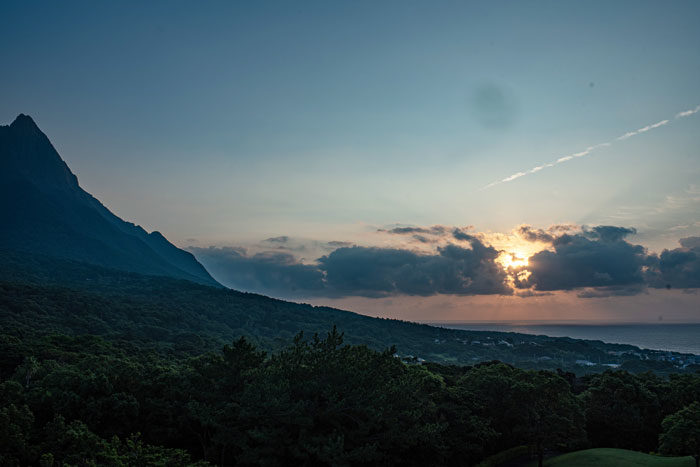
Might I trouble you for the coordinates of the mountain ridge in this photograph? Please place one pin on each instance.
(44, 210)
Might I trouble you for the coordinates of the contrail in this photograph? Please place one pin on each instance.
(590, 149)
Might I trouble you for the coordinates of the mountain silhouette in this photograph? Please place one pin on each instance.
(44, 210)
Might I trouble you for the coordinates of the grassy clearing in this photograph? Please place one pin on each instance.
(604, 457)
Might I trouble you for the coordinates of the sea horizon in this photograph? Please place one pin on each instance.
(668, 336)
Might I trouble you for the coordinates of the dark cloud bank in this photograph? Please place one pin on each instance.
(597, 262)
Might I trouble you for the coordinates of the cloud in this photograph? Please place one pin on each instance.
(599, 257)
(612, 291)
(595, 262)
(590, 149)
(534, 235)
(608, 233)
(678, 268)
(280, 239)
(531, 234)
(361, 271)
(274, 273)
(433, 230)
(378, 272)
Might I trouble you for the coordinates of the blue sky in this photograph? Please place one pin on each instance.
(226, 123)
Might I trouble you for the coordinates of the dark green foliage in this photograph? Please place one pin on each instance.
(317, 402)
(681, 433)
(99, 367)
(622, 411)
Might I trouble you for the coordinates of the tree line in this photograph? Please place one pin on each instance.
(82, 400)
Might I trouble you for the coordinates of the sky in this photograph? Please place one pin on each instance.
(418, 160)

########

Exercise aim. Write out every record above word for word, with all of its coordinates, but leave out the pictures.

Written reply.
Might I trouble you for the coordinates of the mountain ridge in this photograph? Please place one pin on each instance.
(44, 210)
Might I trouble you for the coordinates of the contrail in this photograph? Please place one pin on each instance.
(590, 149)
Might I trouble you for the coordinates of the mountain silhouette in this photograph? Please place one pin on each instance.
(44, 210)
Might I trouble you for the coordinates of the grassy clearing in this photograph? Please place one pin on each instance.
(604, 457)
Might I trouble you for the coordinates of the sea horizon in this photograph? Please place one pin on each instance.
(668, 336)
Might I trouble you for the coordinates of the dark cloud bank in this photograph? Please place one pin on each instance.
(597, 262)
Might I trouble you for the coordinates of the cloud in this photograph? Please place one pin on each instance.
(599, 257)
(612, 291)
(595, 262)
(590, 149)
(534, 235)
(608, 233)
(678, 268)
(280, 239)
(531, 234)
(361, 271)
(274, 273)
(433, 230)
(378, 272)
Might I trouble you for the coordinates of the blue sky in this photograph? Please place one pin on each instance.
(226, 123)
Might I trouble you for the coordinates of the dark green foliage in this photograph? Please place one pin on each instance.
(317, 402)
(681, 433)
(99, 367)
(622, 411)
Might I trouble you for the coordinates of the tree line in this photograph? Please place one pin on each instance.
(82, 400)
Might I trouble you for the coordinates of the sky in this photograph? Please place one pin on each instance.
(418, 160)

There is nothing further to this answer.